By Carole Di Tosti . . . 

In Aftersun, writer/director Charlotte Wells infuses her debut feature with cinematic beauty and fragility. It is a tone poem of layered memory as daughter Sophie attempts to reconcile memories of her father Calum at a crucial turning point in her relationship with him. Wells conveys the tone and mood of Aftersun by employing sly jump shots into flashbacks and flashforwards to highlight what happens on a father-daughter weekend vacation to a coastal resort in Turkey that takes place twenty years earlier.  

Inspired by Wells’ relationship with her dad—portrayed by Paul Mescal as Calum and herself as a tween portrayed by Frankie Corio as Sophie—Wells keeps us riveted because of her well-thought-out cinematography, well-constructed scenes, use of close-ups and reliance on strong visuals that keep the dialogue spare and revelatory. All are designed in the service of characterizing a crucial time in the father-daughter relationship which carries emotional grist. After the vacation, the break in their bonds guides Sophie’s life going forward. 

Though nothing unusual happens on the surface, the actors unspool the undercurrents of feeling in the sometimes awkward silences, looks and brief revelations about the family divorce, Calum’s lack of money and other issues that drove her parents apart, which we note upsets her dad. Beautifully portrayed by Mescal and Corio, we are kept in suspense and afraid that one or the other may come to harm on this unusual trip that appears normal but isn’t because it is missing the unifying force of the presence of Sophie’s mother and Calum’s former wife. 

As Sophie remembers, she takes us on the holiday which we experience with her. The trip is fraught with a few problems. There is one bed and Calum has to sleep in a chair uncomfortably because there isn’t another room with two beds. He doesn’t have money for luxuries, so the vacation is a getaway, but their joys are limited to relying on each other and the hotel’s average amenities. They appear to do well, comfortable with each other, but strains do develop.

The resort offers Sophie the opportunity to meet other kids in the pool, as suggested by Calum, which doesn’t interest her. However, she does make an acquaintance with a boy around her age in the game room.  After Sophie goes off on her own the second day, she returns to find the door locked and must sleep in the lobby. Finally, when the concierge unlocks it for her, Calum is naked on the bed sleeping off his drunk. Though he apologizes and Sophie takes it in her stride and forgives him, it is another clue why her parents divorced. Though they don’t go beyond apologies to a deeper discussion, the unspoken meaning of embarrassment, regret and melancholy is heavy in the air. 

Additional clues to her dad’s feelings of sadness at the turn his life has taken, Wells includes scenes which are laden with emotion, sensitively expressed by Mescal. One is when his back is to the camera, and he cries. Though Sophie is not present, the scene may be imagined for Sophie’s reveries are her attempt to reconcile what she doesn’t understand about the divorce and her dad. Clearly, the scene indicates how her father feels about losing his family. However, it is also her projection of emotion onto him. She has lost him. Never again will he be living with her and her mother. She will only see him alone for a day or an extended weekend.

__INPUT MATERIAL__:
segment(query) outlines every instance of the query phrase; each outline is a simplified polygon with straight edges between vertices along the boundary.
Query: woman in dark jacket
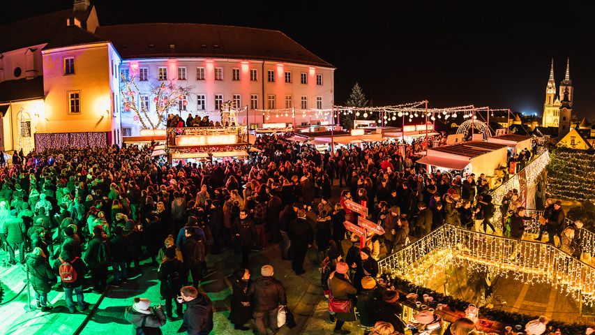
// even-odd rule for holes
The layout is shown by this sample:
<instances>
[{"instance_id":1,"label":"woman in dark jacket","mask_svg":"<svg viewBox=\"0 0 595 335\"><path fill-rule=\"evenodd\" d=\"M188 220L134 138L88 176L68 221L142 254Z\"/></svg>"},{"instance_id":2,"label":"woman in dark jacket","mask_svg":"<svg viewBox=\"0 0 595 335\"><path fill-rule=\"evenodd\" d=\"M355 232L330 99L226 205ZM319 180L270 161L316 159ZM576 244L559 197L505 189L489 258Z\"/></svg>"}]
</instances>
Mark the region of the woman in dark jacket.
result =
<instances>
[{"instance_id":1,"label":"woman in dark jacket","mask_svg":"<svg viewBox=\"0 0 595 335\"><path fill-rule=\"evenodd\" d=\"M333 212L333 241L337 246L337 249L341 255L343 255L343 247L341 244L342 240L345 239L345 210L340 204L335 205L335 211Z\"/></svg>"},{"instance_id":2,"label":"woman in dark jacket","mask_svg":"<svg viewBox=\"0 0 595 335\"><path fill-rule=\"evenodd\" d=\"M52 285L57 280L40 248L33 249L27 260L27 267L31 274L31 283L38 304L41 307L42 312L47 311L52 308L52 306L47 305L47 293L52 290Z\"/></svg>"},{"instance_id":3,"label":"woman in dark jacket","mask_svg":"<svg viewBox=\"0 0 595 335\"><path fill-rule=\"evenodd\" d=\"M180 289L184 285L186 270L181 262L176 259L176 247L165 249L165 259L159 267L159 281L161 282L159 292L165 298L165 313L170 321L174 319L172 311L172 300L175 300ZM182 304L176 300L176 314L181 318Z\"/></svg>"},{"instance_id":4,"label":"woman in dark jacket","mask_svg":"<svg viewBox=\"0 0 595 335\"><path fill-rule=\"evenodd\" d=\"M234 272L234 281L232 282L234 293L232 296L229 320L234 324L236 330L250 330L244 325L252 318L250 297L248 294L250 283L250 271L248 269L240 269Z\"/></svg>"}]
</instances>

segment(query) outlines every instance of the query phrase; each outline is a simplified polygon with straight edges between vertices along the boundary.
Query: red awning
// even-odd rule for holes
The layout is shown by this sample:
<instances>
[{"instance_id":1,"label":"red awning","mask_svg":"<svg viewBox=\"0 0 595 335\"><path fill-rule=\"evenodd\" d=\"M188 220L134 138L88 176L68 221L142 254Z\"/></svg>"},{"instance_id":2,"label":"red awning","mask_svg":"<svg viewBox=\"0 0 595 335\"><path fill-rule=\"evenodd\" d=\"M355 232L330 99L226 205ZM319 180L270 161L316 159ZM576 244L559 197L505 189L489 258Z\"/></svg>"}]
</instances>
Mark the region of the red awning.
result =
<instances>
[{"instance_id":1,"label":"red awning","mask_svg":"<svg viewBox=\"0 0 595 335\"><path fill-rule=\"evenodd\" d=\"M445 158L444 157L432 157L426 156L417 161L420 164L428 164L439 168L445 168L452 170L462 170L470 163L469 161L460 159Z\"/></svg>"}]
</instances>

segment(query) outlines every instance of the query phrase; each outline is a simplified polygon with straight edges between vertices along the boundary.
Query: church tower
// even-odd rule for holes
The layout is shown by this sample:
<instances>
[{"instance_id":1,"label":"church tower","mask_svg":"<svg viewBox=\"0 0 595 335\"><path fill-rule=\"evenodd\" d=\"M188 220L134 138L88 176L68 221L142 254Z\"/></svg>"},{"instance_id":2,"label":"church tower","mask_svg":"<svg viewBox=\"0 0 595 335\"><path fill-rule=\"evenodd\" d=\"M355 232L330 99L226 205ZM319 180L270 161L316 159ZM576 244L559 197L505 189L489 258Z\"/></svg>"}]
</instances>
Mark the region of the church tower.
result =
<instances>
[{"instance_id":1,"label":"church tower","mask_svg":"<svg viewBox=\"0 0 595 335\"><path fill-rule=\"evenodd\" d=\"M558 96L559 96L560 98L562 98L564 96L566 90L568 90L568 102L570 103L570 106L572 107L573 92L572 80L570 80L570 58L566 59L566 73L564 75L564 80L560 82L560 93L558 94Z\"/></svg>"},{"instance_id":2,"label":"church tower","mask_svg":"<svg viewBox=\"0 0 595 335\"><path fill-rule=\"evenodd\" d=\"M556 82L554 80L554 59L550 68L550 79L545 87L545 102L541 125L544 127L558 127L560 112L560 100L556 97Z\"/></svg>"},{"instance_id":3,"label":"church tower","mask_svg":"<svg viewBox=\"0 0 595 335\"><path fill-rule=\"evenodd\" d=\"M568 88L564 91L564 98L560 105L559 123L558 126L558 137L561 137L570 131L570 120L572 118L572 103L570 100L570 92Z\"/></svg>"}]
</instances>

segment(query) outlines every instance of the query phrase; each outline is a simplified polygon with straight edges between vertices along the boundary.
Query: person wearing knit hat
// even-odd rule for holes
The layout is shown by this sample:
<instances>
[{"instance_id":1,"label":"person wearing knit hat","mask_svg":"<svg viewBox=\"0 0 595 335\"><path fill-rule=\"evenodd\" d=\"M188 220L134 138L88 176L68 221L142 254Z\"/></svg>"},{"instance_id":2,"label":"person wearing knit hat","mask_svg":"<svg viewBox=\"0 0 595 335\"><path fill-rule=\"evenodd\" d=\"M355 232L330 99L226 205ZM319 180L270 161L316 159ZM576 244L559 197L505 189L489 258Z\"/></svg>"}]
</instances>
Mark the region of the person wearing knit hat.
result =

__WORK TO COMPLETE__:
(A) State how many lines in the rows contain the string "knit", treating upper and lower case as different, and reply with the number alone.
(B) Go on with the Aftersun review from the point where it stops.
The rows have no connection to the Aftersun review.

__ANSWERS TO EACH TASK__:
(A) 3

(B)
Though the vacation is meant to salve the hurt for the two of them, it actually intensifies it. The trip symbolically represents an end. The poignancy of never being together as a family stings. 

As the adult Sophie (Ceila Rowlson-Hall) remembers their eating meals, relaxing at the pool, sitting on the beach, putting on suntan lotion, being locked out of the room, being on a raft out in the water to share a real moment with her father (he tells her she can always come to him for help), these long moments together are in the past. They are broken up by flash forwards of Sophie in a club. The flash forwards are momentary shots of adult Sophie that include, in random order, Sophie dancing with her female partner, thinking, staring out as an emotional moment from the past captivates her, kissing her partner fervently. 

All these brief cutaway shots are in blue light, distinguishing Sophie’s remembrances in the present at a particular setting. The past is in bright, flat lighting except for the evening scenes when tween Sophie walks with a boy her age and kisses him or watches older kids, whom she admires, at a bar. 

Wells’ cinematic choices contrast meaningfully. The cutaways from the present to long sequences from the past are telling. Wells implies the extent to which Sophie’s past emotionally carries the bulk of the weight of who she is in the present. The past determines the choices made and the emotions suppressed. These emerge, triggered by incidents and/or events and people encountered in the present that Sophie glides through. However, these events are governed by what happened twenty years before.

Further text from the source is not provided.